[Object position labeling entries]
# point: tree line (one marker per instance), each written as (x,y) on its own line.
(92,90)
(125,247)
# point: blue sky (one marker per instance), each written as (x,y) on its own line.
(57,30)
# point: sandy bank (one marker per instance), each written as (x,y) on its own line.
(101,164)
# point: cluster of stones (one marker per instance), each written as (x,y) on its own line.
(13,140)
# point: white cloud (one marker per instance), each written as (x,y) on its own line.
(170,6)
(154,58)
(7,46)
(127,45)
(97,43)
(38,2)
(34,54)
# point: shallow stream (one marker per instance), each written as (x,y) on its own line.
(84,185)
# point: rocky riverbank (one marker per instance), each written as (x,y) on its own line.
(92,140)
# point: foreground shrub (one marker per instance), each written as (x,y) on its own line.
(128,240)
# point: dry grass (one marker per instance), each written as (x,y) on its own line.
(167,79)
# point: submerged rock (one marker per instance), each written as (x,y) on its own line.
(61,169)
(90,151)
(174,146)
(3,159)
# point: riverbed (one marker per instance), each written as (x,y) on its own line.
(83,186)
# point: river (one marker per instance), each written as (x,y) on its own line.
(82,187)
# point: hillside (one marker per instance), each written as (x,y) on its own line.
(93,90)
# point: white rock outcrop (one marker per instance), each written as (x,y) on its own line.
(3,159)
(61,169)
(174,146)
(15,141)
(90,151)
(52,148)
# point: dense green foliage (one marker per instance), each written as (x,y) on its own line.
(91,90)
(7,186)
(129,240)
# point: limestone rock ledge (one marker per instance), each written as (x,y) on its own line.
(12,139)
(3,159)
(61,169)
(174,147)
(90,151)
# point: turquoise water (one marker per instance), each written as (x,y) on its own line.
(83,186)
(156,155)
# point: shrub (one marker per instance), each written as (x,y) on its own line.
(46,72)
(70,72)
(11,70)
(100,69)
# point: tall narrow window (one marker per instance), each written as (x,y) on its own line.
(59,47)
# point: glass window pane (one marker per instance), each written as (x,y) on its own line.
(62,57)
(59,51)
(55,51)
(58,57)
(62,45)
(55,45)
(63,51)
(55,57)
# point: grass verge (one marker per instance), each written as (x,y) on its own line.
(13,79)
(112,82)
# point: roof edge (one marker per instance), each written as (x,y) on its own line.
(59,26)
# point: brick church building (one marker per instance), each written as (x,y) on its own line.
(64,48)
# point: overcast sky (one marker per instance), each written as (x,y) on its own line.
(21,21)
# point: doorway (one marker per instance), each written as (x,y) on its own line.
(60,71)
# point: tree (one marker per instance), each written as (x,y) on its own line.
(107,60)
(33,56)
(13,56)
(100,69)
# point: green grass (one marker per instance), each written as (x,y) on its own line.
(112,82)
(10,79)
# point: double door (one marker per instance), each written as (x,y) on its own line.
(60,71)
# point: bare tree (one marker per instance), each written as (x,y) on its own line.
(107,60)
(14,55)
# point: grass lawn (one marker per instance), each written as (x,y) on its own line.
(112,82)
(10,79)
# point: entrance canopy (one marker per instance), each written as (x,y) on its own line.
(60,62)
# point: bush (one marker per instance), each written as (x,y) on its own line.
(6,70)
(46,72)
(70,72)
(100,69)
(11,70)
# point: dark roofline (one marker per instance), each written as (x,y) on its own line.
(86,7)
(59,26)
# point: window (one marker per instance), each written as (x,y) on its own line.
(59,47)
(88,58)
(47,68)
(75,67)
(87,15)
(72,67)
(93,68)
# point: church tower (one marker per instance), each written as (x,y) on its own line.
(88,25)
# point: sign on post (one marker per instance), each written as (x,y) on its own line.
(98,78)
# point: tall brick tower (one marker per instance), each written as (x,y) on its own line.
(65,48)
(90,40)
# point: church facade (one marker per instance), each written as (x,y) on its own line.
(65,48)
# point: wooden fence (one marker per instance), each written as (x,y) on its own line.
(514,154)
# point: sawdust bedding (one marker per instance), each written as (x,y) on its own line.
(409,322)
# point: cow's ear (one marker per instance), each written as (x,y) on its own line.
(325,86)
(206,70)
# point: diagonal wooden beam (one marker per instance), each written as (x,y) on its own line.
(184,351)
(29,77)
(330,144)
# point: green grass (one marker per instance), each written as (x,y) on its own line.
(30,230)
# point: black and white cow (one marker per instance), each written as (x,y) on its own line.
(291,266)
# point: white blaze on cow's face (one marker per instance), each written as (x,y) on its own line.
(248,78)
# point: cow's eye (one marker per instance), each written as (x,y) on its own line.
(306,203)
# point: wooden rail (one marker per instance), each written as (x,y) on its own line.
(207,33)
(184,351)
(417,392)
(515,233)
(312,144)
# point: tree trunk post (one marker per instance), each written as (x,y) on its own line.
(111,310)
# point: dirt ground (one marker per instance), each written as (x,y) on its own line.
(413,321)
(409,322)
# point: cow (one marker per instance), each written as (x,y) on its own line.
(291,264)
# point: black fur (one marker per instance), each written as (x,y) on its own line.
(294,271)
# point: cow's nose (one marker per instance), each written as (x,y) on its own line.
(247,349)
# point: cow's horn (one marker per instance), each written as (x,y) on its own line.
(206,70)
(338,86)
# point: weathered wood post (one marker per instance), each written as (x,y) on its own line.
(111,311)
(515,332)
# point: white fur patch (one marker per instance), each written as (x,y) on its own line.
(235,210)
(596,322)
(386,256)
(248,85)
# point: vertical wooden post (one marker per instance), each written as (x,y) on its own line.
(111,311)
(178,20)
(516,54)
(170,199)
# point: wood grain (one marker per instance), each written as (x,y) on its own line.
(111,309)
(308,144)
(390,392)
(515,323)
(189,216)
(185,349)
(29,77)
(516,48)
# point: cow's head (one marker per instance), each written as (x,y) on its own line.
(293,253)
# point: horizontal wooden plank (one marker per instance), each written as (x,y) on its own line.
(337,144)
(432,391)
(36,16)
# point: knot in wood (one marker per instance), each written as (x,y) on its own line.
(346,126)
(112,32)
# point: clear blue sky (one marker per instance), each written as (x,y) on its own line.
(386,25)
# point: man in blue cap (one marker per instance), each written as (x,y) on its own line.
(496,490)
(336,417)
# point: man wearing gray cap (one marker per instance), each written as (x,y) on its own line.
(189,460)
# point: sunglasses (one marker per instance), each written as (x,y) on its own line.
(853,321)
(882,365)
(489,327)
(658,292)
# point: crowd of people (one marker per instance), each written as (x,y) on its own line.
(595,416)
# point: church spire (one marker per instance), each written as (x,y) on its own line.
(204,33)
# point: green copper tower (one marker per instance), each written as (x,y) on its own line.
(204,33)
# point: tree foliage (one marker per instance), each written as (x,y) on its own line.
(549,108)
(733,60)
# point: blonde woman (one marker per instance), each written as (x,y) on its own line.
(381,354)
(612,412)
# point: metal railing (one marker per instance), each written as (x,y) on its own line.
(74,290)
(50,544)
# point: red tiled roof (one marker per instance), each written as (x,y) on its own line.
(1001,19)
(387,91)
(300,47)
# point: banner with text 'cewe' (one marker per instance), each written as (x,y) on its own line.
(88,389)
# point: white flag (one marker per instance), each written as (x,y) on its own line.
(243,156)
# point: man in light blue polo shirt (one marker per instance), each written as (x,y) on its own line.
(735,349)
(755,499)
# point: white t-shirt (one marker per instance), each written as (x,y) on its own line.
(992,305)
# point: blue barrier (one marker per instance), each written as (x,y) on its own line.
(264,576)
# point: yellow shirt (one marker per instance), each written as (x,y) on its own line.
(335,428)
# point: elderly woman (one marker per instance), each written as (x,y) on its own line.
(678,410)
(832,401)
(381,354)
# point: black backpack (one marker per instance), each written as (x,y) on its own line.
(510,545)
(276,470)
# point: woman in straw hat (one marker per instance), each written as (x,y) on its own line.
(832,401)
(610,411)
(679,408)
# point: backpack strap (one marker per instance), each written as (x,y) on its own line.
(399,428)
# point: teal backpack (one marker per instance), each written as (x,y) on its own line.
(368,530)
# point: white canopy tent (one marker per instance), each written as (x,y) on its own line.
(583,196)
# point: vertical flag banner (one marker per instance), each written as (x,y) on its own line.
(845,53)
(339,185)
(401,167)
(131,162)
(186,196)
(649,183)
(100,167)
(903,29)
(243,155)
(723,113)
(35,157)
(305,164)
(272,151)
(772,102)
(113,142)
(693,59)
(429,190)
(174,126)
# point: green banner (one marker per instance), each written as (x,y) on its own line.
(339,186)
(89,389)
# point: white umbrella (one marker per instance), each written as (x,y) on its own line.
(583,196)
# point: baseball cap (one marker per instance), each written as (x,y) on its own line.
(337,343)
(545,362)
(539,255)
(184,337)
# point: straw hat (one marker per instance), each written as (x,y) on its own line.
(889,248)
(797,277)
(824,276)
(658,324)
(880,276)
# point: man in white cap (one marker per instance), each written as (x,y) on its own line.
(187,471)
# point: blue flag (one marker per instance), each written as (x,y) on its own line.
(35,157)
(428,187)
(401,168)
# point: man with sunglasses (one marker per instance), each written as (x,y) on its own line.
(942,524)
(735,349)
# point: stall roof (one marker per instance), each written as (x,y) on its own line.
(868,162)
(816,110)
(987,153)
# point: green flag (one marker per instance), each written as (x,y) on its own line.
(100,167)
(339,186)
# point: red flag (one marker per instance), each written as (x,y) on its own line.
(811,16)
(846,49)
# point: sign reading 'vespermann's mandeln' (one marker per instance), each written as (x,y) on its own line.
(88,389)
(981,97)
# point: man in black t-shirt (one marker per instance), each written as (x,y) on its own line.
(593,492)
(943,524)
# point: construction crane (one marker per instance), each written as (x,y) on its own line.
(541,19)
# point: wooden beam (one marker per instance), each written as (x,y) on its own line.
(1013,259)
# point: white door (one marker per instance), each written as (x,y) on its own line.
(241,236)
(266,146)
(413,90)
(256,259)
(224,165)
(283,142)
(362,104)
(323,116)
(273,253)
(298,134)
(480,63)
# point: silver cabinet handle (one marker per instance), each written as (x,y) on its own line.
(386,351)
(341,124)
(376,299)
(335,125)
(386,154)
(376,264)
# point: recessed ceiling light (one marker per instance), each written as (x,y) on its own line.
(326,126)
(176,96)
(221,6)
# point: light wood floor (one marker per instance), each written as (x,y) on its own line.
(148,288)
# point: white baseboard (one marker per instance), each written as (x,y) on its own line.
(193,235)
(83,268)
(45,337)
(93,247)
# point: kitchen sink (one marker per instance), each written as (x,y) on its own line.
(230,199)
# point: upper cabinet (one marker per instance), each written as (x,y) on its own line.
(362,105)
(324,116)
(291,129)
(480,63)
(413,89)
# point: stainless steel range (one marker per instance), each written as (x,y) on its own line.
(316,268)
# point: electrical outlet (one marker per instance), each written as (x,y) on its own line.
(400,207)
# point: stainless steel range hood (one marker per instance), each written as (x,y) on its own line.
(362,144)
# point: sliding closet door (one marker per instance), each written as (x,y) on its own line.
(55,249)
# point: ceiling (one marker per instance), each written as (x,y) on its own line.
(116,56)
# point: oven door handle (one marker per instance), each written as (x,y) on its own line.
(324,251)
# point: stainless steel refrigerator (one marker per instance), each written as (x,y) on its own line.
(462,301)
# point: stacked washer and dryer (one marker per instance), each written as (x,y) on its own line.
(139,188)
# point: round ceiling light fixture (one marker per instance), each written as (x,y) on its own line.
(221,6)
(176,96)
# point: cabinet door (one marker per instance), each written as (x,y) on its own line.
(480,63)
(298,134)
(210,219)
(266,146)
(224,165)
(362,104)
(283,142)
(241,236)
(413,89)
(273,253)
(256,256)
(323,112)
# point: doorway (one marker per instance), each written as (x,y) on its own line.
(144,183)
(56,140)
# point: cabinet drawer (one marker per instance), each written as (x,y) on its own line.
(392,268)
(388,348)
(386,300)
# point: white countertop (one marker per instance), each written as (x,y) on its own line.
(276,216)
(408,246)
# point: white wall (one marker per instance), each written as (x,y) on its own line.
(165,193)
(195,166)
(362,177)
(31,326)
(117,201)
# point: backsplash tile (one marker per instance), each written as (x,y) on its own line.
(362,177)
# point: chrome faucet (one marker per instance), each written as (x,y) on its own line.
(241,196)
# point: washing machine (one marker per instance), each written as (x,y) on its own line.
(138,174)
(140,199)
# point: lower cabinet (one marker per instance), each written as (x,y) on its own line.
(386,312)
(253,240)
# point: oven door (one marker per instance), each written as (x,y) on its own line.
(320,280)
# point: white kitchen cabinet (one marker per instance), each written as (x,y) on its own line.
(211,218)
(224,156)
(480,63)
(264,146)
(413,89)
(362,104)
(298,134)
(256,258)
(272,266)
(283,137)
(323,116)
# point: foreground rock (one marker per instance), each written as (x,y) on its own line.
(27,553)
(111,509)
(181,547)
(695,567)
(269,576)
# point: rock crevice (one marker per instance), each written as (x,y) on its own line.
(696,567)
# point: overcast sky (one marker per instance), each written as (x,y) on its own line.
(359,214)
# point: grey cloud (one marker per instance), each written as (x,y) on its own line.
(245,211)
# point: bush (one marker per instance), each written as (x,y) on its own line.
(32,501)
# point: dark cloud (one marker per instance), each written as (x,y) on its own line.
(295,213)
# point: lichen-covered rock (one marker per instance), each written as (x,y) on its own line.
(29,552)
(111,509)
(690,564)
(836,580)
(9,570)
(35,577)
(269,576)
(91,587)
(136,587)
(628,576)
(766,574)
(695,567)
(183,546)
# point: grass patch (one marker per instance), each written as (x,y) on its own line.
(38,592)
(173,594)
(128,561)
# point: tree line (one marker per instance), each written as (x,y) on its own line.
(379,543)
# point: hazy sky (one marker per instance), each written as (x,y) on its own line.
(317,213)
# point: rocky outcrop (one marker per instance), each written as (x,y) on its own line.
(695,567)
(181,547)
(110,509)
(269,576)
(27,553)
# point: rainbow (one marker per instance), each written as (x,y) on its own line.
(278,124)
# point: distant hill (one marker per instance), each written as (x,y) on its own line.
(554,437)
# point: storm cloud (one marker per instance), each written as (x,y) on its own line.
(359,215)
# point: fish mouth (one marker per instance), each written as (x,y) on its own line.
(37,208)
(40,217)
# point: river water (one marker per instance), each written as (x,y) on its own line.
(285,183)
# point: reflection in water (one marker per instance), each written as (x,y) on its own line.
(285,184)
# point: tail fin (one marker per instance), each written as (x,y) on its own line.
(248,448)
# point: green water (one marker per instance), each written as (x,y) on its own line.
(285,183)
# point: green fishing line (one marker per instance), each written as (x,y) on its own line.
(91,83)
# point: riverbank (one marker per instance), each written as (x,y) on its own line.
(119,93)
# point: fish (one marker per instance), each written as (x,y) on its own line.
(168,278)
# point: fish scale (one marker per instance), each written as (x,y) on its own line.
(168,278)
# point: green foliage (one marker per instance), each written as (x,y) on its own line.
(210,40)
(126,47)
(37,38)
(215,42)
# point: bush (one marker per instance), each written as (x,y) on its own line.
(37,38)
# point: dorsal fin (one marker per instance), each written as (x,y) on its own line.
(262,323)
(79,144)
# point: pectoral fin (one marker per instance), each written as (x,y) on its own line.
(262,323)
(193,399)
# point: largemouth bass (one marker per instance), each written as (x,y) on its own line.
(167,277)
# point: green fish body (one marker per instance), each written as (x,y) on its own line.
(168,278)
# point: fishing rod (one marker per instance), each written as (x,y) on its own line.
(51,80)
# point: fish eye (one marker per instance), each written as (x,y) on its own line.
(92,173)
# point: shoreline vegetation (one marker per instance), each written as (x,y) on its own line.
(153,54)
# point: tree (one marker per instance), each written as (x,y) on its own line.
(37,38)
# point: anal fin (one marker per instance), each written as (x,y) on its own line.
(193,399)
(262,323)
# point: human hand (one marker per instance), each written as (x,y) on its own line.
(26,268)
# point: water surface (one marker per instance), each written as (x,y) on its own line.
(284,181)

# The task:
Go back to the data above and please quote exactly, and only, the lines from the line with "# point: green fish body" through its last line.

# Written solution:
# point: green fish body (one marker per instance), each written as (x,y) on its own line.
(168,278)
# point: fishing rod (one marker per instance), each written as (x,y) on its own line.
(51,80)
# point: fish eye (one marker per instance), each written as (x,y) on its own line.
(92,173)
# point: shoreline vegetation (one marker per instance), each written as (x,y) on its own line.
(153,54)
# point: tree (one marker per instance), each written as (x,y) on its own line.
(37,38)
# point: anal fin (one marker per instance), each written as (x,y) on its own line.
(193,399)
(262,323)
# point: human hand (one marker per instance), each written as (x,y) on its own line.
(26,268)
# point: water surface (one marker per instance), each written as (x,y) on its own line.
(284,181)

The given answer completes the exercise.